Exercise =>
Go through the entries one line at a time, and gather every line that has the word "block".

Records supplied =>

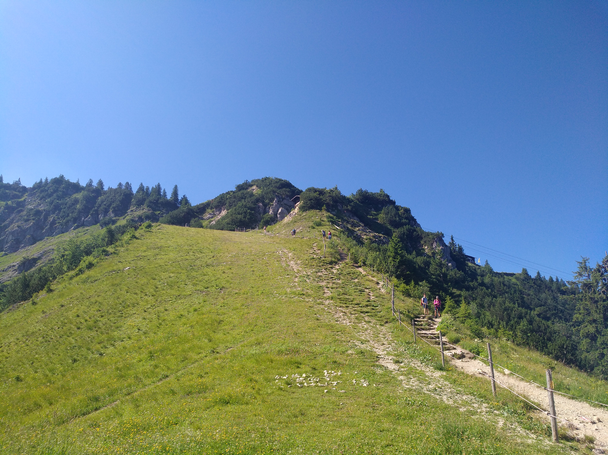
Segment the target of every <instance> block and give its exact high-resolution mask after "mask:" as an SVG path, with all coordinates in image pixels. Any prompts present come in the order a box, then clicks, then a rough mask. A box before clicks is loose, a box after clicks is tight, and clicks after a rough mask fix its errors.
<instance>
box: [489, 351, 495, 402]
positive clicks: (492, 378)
mask: <svg viewBox="0 0 608 455" xmlns="http://www.w3.org/2000/svg"><path fill="white" fill-rule="evenodd" d="M488 359H489V360H490V373H491V374H492V393H493V394H494V396H496V381H495V379H494V362H492V348H490V343H488Z"/></svg>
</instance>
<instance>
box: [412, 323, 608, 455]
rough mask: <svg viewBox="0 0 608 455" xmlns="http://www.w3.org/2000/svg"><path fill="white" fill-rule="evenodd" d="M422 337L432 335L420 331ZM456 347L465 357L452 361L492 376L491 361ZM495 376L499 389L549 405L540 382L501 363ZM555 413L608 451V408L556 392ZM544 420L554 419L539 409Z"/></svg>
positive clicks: (562, 425)
mask: <svg viewBox="0 0 608 455" xmlns="http://www.w3.org/2000/svg"><path fill="white" fill-rule="evenodd" d="M439 321H441V319H435V320H433V321H430V324H431V327H432V329H433V330H432V331H433V332H434V333H436V334H438V332H437V331H436V327H437V323H438V322H439ZM419 335H420V336H421V337H423V338H424V337H428V336H432V335H430V334H429V335H424V334H422V333H420V334H419ZM456 348H457V349H456V351H460V352H461V353H462V354H464V358H461V359H458V358H452V359H451V360H450V361H451V363H452V365H453V366H454V367H455V368H458V369H459V370H461V371H464V372H465V373H468V374H471V375H477V376H482V377H485V378H487V379H488V381H489V380H491V379H490V378H491V372H490V367H489V365H486V364H485V363H484V362H482V361H481V360H479V359H477V358H475V356H474V355H473V354H471V353H470V352H468V351H465V350H464V349H462V348H460V347H457V346H456ZM494 378H495V380H496V383H497V385H496V387H497V391H498V393H511V392H509V391H506V390H504V389H503V390H502V392H501V391H500V389H501V387H502V386H504V387H506V388H508V389H510V390H512V391H513V392H515V393H517V394H518V395H521V396H522V397H524V398H526V399H527V400H529V401H531V402H532V403H535V404H536V405H538V407H540V408H541V409H543V410H548V409H549V398H548V394H547V390H546V389H545V388H544V387H542V386H539V385H535V384H533V383H531V382H528V381H525V380H523V379H521V378H519V377H517V376H514V375H513V374H512V373H511V372H509V371H508V370H504V369H503V368H500V367H497V366H496V365H495V368H494ZM554 400H555V413H556V415H557V418H558V425H559V426H560V427H566V428H567V429H568V432H569V433H570V435H571V436H573V437H575V438H577V439H578V440H583V439H584V438H585V436H591V437H593V438H594V439H595V447H596V453H605V452H606V453H608V408H603V407H599V406H598V407H594V406H591V405H590V404H588V403H586V402H584V401H578V400H575V399H572V398H568V397H565V396H563V395H559V394H557V393H556V394H554ZM536 413H537V415H539V416H540V417H541V418H542V419H543V420H546V421H547V423H549V422H550V417H549V414H548V413H547V412H541V411H537V412H536Z"/></svg>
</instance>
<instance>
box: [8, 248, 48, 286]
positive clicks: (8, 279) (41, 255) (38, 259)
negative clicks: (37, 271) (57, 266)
mask: <svg viewBox="0 0 608 455" xmlns="http://www.w3.org/2000/svg"><path fill="white" fill-rule="evenodd" d="M52 255H53V249H52V248H46V249H44V250H42V251H39V252H37V253H36V254H34V255H32V256H24V257H23V259H21V260H20V261H19V262H13V263H12V264H9V265H8V266H6V267H5V268H4V269H0V283H4V282H6V281H9V280H12V279H13V278H15V277H16V276H17V275H19V274H20V273H23V272H27V271H29V270H31V269H33V268H34V267H36V266H38V265H41V264H44V263H46V262H47V261H48V260H49V259H50V258H51V257H52Z"/></svg>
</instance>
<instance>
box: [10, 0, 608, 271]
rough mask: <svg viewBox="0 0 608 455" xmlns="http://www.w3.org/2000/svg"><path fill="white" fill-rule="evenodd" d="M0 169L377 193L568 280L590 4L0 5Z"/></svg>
mask: <svg viewBox="0 0 608 455" xmlns="http://www.w3.org/2000/svg"><path fill="white" fill-rule="evenodd" d="M0 173H1V174H3V175H4V179H5V181H9V182H11V181H13V180H16V179H17V178H21V182H22V183H23V184H25V185H28V186H30V185H32V184H33V183H34V182H35V181H37V180H39V179H40V178H44V177H49V178H51V177H55V176H57V175H59V174H63V175H65V176H66V177H67V178H68V179H70V180H73V181H75V180H77V179H80V182H81V183H85V182H86V181H87V180H88V179H89V178H92V179H93V180H95V181H97V179H99V178H101V179H102V180H103V181H104V182H105V184H106V186H115V185H116V184H117V183H118V182H125V181H130V182H131V183H132V184H134V185H138V184H139V183H140V182H144V184H146V185H153V184H155V183H157V182H160V183H161V185H162V186H163V187H164V188H167V189H168V191H170V190H171V188H172V187H173V185H174V184H177V185H178V186H179V189H180V194H184V193H185V194H187V195H188V197H189V199H190V200H191V201H192V202H193V203H198V202H202V201H204V200H207V199H210V198H212V197H214V196H216V195H217V194H219V193H221V192H224V191H227V190H230V189H233V188H234V186H235V185H236V184H238V183H240V182H242V181H244V180H246V179H248V180H251V179H254V178H259V177H264V176H273V177H281V178H285V179H288V180H290V181H291V182H292V183H293V184H295V185H296V186H298V187H300V188H302V189H305V188H307V187H310V186H316V187H333V186H336V185H337V186H338V188H339V189H340V190H341V191H342V192H343V193H345V194H350V193H352V192H355V191H356V190H357V189H358V188H364V189H368V190H372V191H377V190H379V189H380V188H382V189H384V190H385V191H386V192H387V193H389V194H390V195H391V196H392V197H393V199H395V200H396V201H397V203H398V204H400V205H404V206H407V207H410V208H411V209H412V212H413V214H414V216H415V217H416V218H417V219H418V221H419V222H420V223H421V225H422V227H423V228H424V229H426V230H431V231H442V232H443V233H444V234H445V235H446V240H449V236H450V235H454V236H455V237H456V239H457V240H458V241H459V243H461V244H463V246H464V247H465V251H467V252H468V253H469V254H471V255H474V256H476V257H480V258H481V259H482V262H483V261H485V260H486V259H487V260H488V261H489V262H490V264H491V265H492V266H493V267H494V269H495V270H499V271H520V270H521V268H522V265H524V264H526V265H527V268H528V270H529V271H530V273H532V274H533V273H536V270H537V269H539V268H540V270H541V273H542V274H543V275H545V276H548V275H553V276H555V275H558V276H560V277H562V278H564V279H569V278H570V272H572V271H573V270H574V269H575V268H576V261H577V260H579V259H580V256H589V257H591V259H592V261H593V263H595V262H597V261H599V260H601V258H602V257H603V255H604V251H605V250H608V2H606V1H605V0H604V1H580V0H576V1H534V2H529V1H512V2H493V1H483V2H479V1H466V2H465V1H445V2H436V1H415V2H412V1H395V2H391V1H385V2H372V1H368V2H361V1H329V2H328V1H301V2H297V1H288V2H278V1H268V2H256V1H250V2H242V1H237V2H231V1H206V2H202V1H153V0H151V1H149V0H146V1H136V0H130V1H114V0H104V1H95V0H91V1H89V0H88V1H61V0H53V1H27V0H0ZM476 245H481V246H483V247H486V248H491V249H492V250H495V251H490V250H487V249H484V248H480V247H479V246H476ZM498 252H500V253H506V254H509V255H511V256H504V255H501V254H499V253H498ZM497 256H502V258H503V259H500V258H498V257H497ZM512 256H513V257H515V258H513V257H512ZM504 259H509V260H510V261H513V262H509V261H506V260H504ZM521 259H525V260H527V261H532V262H534V263H537V264H540V265H541V266H542V267H538V266H535V265H533V264H530V263H528V262H524V261H522V260H521ZM556 270H559V271H562V272H563V273H559V272H557V271H556Z"/></svg>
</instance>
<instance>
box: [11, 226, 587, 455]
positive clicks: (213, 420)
mask: <svg viewBox="0 0 608 455" xmlns="http://www.w3.org/2000/svg"><path fill="white" fill-rule="evenodd" d="M307 216H309V217H311V216H313V215H307ZM313 221H314V220H312V218H311V219H305V218H301V219H299V220H292V221H288V222H286V223H284V225H277V226H276V228H275V229H274V230H273V229H272V228H271V229H269V234H266V235H265V234H263V233H262V231H252V232H248V233H236V232H226V231H214V230H207V229H190V228H181V227H174V226H167V225H162V226H155V227H154V228H152V229H151V230H144V229H140V230H139V231H137V233H136V236H135V238H132V239H130V240H129V241H128V242H123V243H121V244H119V245H115V246H113V247H112V248H111V250H112V251H111V253H112V254H111V255H110V256H108V257H106V258H103V259H101V260H99V261H98V262H97V263H96V264H95V266H94V267H92V268H91V269H89V270H86V271H85V272H84V273H82V274H80V275H77V274H76V273H71V274H69V275H67V276H64V277H63V278H62V279H61V280H59V281H58V282H55V283H53V286H52V292H48V293H44V292H41V293H39V294H38V295H36V296H34V297H33V298H32V299H31V300H30V301H28V302H24V303H22V304H21V305H19V306H17V307H14V308H12V309H10V310H8V311H5V312H3V313H1V314H0V453H3V454H96V453H103V454H105V453H111V454H122V453H127V454H140V453H141V454H167V453H183V454H192V453H195V454H199V453H200V454H215V453H218V454H219V453H223V454H257V453H260V454H268V453H281V454H288V453H303V454H310V453H322V454H334V453H335V454H339V453H344V454H358V453H373V454H386V453H396V454H398V453H407V454H410V453H411V454H446V453H454V454H463V453H466V454H514V453H515V454H517V453H522V454H523V453H530V454H538V453H547V454H550V453H570V452H571V451H572V450H587V449H586V448H585V447H584V446H582V445H578V444H577V443H574V442H565V443H560V444H559V445H555V444H552V443H550V430H549V427H548V425H547V424H545V423H542V422H540V421H538V420H536V419H535V418H533V417H531V415H530V414H529V412H528V408H527V407H526V406H525V404H523V403H521V402H518V401H517V400H516V399H514V398H512V397H508V396H506V394H500V396H502V398H500V396H499V401H497V400H496V399H494V398H492V395H491V391H490V388H489V385H488V383H487V381H484V380H482V379H480V378H473V377H468V376H466V375H464V374H463V373H460V372H458V371H456V370H454V369H452V368H450V367H448V368H446V369H443V368H442V367H441V364H440V362H439V360H438V355H437V353H436V352H435V351H433V350H431V349H430V348H425V347H424V346H422V345H420V344H418V345H414V344H413V341H412V338H411V335H410V334H409V332H408V331H407V330H405V329H404V328H403V327H399V326H398V324H397V323H396V322H395V319H394V318H393V317H392V315H391V311H390V293H389V292H387V289H386V288H385V287H383V286H382V284H381V282H380V281H381V280H379V277H376V276H375V275H374V274H373V273H371V272H370V271H369V270H368V271H362V270H359V269H357V268H355V267H354V266H352V265H351V264H350V263H349V262H348V260H345V256H346V252H345V251H343V250H342V248H341V246H340V241H339V233H337V234H338V235H337V236H336V237H337V238H336V239H335V241H332V242H333V243H332V244H331V245H329V247H328V248H326V250H325V253H324V252H323V244H322V241H321V239H320V238H319V237H318V236H317V235H316V234H317V231H318V230H319V229H321V227H320V226H321V224H320V221H319V222H317V223H316V225H315V228H314V229H311V228H309V227H306V226H310V222H313ZM290 223H291V224H290ZM297 223H304V225H303V226H304V227H302V228H301V229H300V230H299V231H298V234H297V235H296V236H295V237H292V236H291V235H289V234H288V232H289V230H290V229H291V228H292V227H291V226H292V225H293V227H301V226H300V225H298V226H296V224H297ZM271 231H272V232H271ZM364 272H365V273H364ZM397 307H398V308H399V309H400V310H401V311H402V312H403V314H404V315H406V314H407V315H409V314H413V313H414V312H416V311H417V306H416V305H415V303H414V302H412V301H411V300H408V299H404V298H397ZM379 350H382V352H383V353H384V354H380V353H379V352H380V351H379ZM498 355H499V356H500V355H501V354H498ZM384 357H390V359H391V361H392V362H393V363H394V364H396V365H398V369H391V368H387V367H386V365H383V363H382V362H381V361H380V360H381V359H382V358H384ZM499 358H501V357H499Z"/></svg>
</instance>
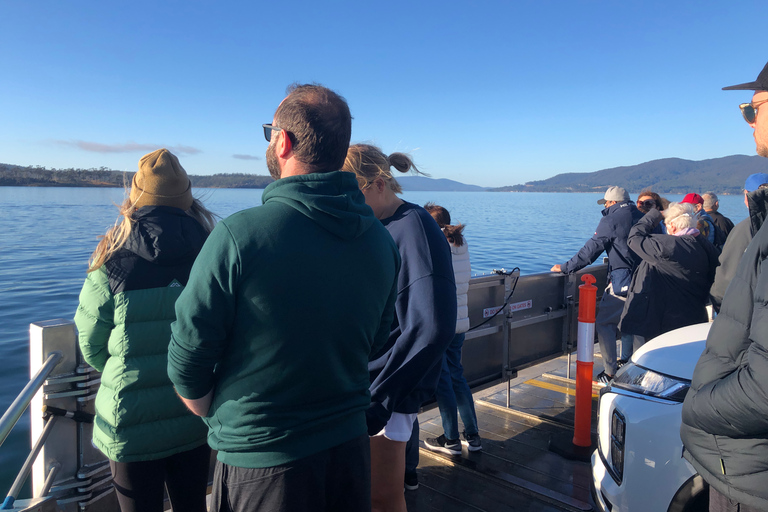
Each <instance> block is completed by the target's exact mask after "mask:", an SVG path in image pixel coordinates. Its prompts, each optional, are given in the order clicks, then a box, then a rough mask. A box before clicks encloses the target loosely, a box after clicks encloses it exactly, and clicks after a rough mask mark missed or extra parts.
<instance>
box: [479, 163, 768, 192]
mask: <svg viewBox="0 0 768 512" xmlns="http://www.w3.org/2000/svg"><path fill="white" fill-rule="evenodd" d="M756 172H765V173H768V158H763V157H760V156H746V155H733V156H726V157H723V158H712V159H709V160H700V161H693V160H683V159H682V158H664V159H661V160H652V161H650V162H645V163H643V164H639V165H631V166H626V167H614V168H612V169H603V170H602V171H595V172H588V173H566V174H558V175H557V176H554V177H552V178H549V179H546V180H541V181H529V182H528V183H525V184H524V185H514V186H511V187H501V188H494V189H489V190H491V191H494V192H509V191H512V192H603V191H604V190H605V189H606V188H607V187H609V186H611V185H619V186H621V187H624V188H625V189H627V190H628V191H630V192H639V191H640V190H642V189H644V188H648V187H650V188H652V189H653V191H654V192H657V193H660V194H685V193H688V192H706V191H708V190H712V191H714V192H717V193H718V194H740V193H741V192H742V189H743V187H744V180H746V178H747V176H749V175H750V174H754V173H756Z"/></svg>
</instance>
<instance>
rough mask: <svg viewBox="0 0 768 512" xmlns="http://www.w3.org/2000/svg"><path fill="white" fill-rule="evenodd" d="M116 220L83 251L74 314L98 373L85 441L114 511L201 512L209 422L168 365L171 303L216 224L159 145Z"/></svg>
mask: <svg viewBox="0 0 768 512" xmlns="http://www.w3.org/2000/svg"><path fill="white" fill-rule="evenodd" d="M120 216H121V217H122V220H121V219H120V218H118V221H117V222H116V223H115V226H114V227H112V228H111V229H110V230H109V231H108V232H107V234H106V235H105V236H104V237H103V238H102V240H101V241H100V242H99V244H98V246H97V247H96V250H95V251H94V253H93V255H92V256H91V261H90V266H89V269H88V276H87V278H86V280H85V284H84V285H83V290H82V292H81V293H80V305H79V306H78V308H77V313H76V314H75V322H76V324H77V329H78V331H79V342H80V349H81V350H82V353H83V356H84V358H85V360H86V362H87V363H88V364H90V365H91V366H93V367H94V368H95V369H96V370H98V371H100V372H102V376H101V387H100V388H99V391H98V394H97V395H96V418H95V420H94V429H93V444H94V445H95V446H96V447H97V448H98V449H99V450H101V451H102V452H103V453H104V454H105V455H106V456H107V457H108V458H109V460H110V468H111V469H112V476H113V478H114V486H115V490H116V491H117V496H118V501H119V502H120V508H121V509H122V511H123V512H127V511H157V512H161V511H162V510H163V488H164V486H167V489H168V495H169V497H170V499H171V505H172V506H173V509H174V510H183V511H192V512H197V511H200V512H203V511H205V510H206V508H205V490H206V486H207V480H208V464H209V459H210V449H209V448H208V445H207V443H206V435H207V427H206V426H205V424H204V423H203V422H202V420H201V419H200V418H198V417H196V416H194V415H193V414H192V413H191V412H189V411H188V410H187V409H186V407H185V406H184V405H183V403H182V402H181V400H180V399H179V398H178V396H177V395H176V393H175V391H174V389H173V386H172V384H171V382H170V380H169V379H168V375H167V371H166V365H167V357H168V356H167V352H168V341H169V339H170V335H171V328H170V325H171V322H173V320H174V319H175V312H174V304H175V302H176V298H177V297H178V296H179V294H180V293H181V290H183V289H184V286H185V285H186V283H187V279H188V278H189V272H190V270H191V268H192V264H193V263H194V261H195V257H196V256H197V254H198V252H199V251H200V249H201V247H202V246H203V243H204V242H205V239H206V237H207V236H208V233H210V231H211V229H212V228H213V225H214V217H213V215H212V214H211V213H210V212H209V211H208V210H206V209H205V207H203V205H202V204H201V203H200V202H199V201H198V200H197V199H194V198H193V197H192V191H191V183H190V181H189V177H188V176H187V173H186V172H185V171H184V169H183V168H182V167H181V164H179V161H178V159H177V158H176V156H174V155H173V154H171V153H170V152H169V151H168V150H166V149H159V150H157V151H154V152H152V153H150V154H148V155H145V156H144V157H142V158H141V160H140V161H139V172H138V173H136V175H135V176H134V178H133V182H132V185H131V190H130V195H129V198H128V199H127V200H126V201H125V203H124V204H123V205H122V207H121V208H120Z"/></svg>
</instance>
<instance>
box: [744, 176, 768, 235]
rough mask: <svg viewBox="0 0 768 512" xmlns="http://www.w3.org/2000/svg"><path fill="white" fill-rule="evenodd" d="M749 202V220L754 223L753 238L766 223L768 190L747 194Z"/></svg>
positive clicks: (760, 190)
mask: <svg viewBox="0 0 768 512" xmlns="http://www.w3.org/2000/svg"><path fill="white" fill-rule="evenodd" d="M747 202H748V203H749V218H750V222H751V223H752V228H751V230H752V236H755V233H757V232H758V231H760V226H762V225H763V222H765V216H766V211H767V210H768V189H765V188H763V189H757V190H755V191H754V192H747Z"/></svg>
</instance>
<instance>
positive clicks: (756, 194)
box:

Task output =>
Segment the target of every <instance> block and give its exact high-resolution mask after "mask:" as an SVG path, with all coordinates in image pixels. Any prompts present come in the order a box, then clicks, then a rough mask. A box before clicks is loose, a box after clicks is tight, and clicks after a rough mask fix its errors.
Each <instance> block is completed by the target's exact mask after "mask:", an SVG path in image pixel coordinates. Its prompts, each optional, are given in the order clicks, then a box, then a rough mask. A box before clicks encloses the target loosely, a box after clicks encloses it exactly, and clicks after a rough mask mark missed or extra parts.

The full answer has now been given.